• _What is required_
Every entry below should be returned exactly as it appears, with pictures left out.

• _Study material_
────────────────────────────────────────
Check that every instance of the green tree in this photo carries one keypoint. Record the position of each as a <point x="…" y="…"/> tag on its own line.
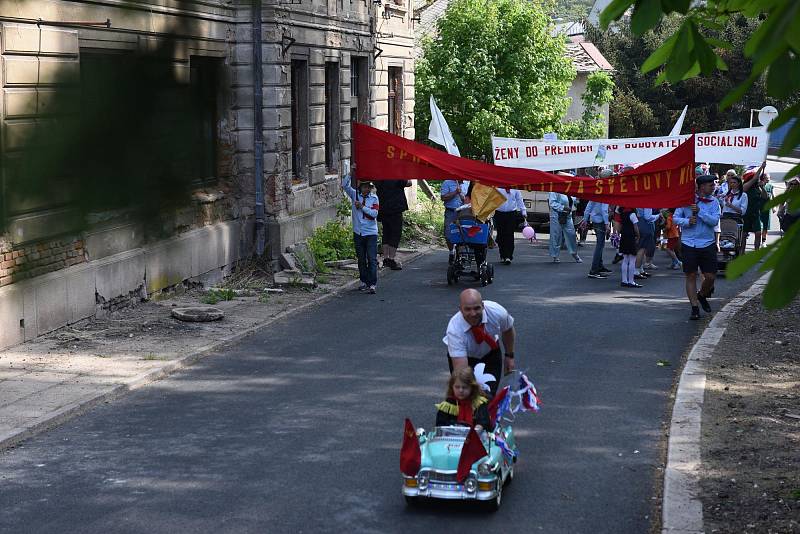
<point x="642" y="108"/>
<point x="494" y="70"/>
<point x="773" y="51"/>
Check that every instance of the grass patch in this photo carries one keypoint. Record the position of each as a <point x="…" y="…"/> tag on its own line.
<point x="332" y="241"/>
<point x="217" y="295"/>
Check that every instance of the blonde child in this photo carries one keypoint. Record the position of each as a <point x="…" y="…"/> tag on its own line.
<point x="464" y="402"/>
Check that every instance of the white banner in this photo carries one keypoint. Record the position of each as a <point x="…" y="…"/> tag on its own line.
<point x="745" y="146"/>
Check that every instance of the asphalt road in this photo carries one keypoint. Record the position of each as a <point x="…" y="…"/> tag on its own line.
<point x="298" y="428"/>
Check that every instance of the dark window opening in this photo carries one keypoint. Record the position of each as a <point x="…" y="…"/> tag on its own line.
────────────────────────────────────────
• _Your response_
Check that every instance of the green tree in this photo carries one keypoint. Record the position of each as a <point x="…" y="…"/> tag on its own line.
<point x="642" y="108"/>
<point x="494" y="70"/>
<point x="773" y="51"/>
Check that every instance of the grass patch in this photo carries one keypoint. Record the position of each as a <point x="…" y="…"/> tag on its own line.
<point x="332" y="241"/>
<point x="217" y="295"/>
Check that every instance of the blonde child in this photo carries one keypoint. Record the position of each as a <point x="…" y="…"/> tag on its own line.
<point x="464" y="402"/>
Check that every instance of the white banner in this photo carries one keypoint. Record the position of each as a <point x="…" y="…"/> tag on its own line.
<point x="745" y="146"/>
Check that every instance of the asphalt road in this photo carries one keypoint. Record the position of each as a <point x="…" y="…"/> tag on its own line.
<point x="298" y="428"/>
Check that every instance of the dark window opening in this photo carries one keypoint. Record the position of each as a <point x="…" y="…"/> tag on its own line.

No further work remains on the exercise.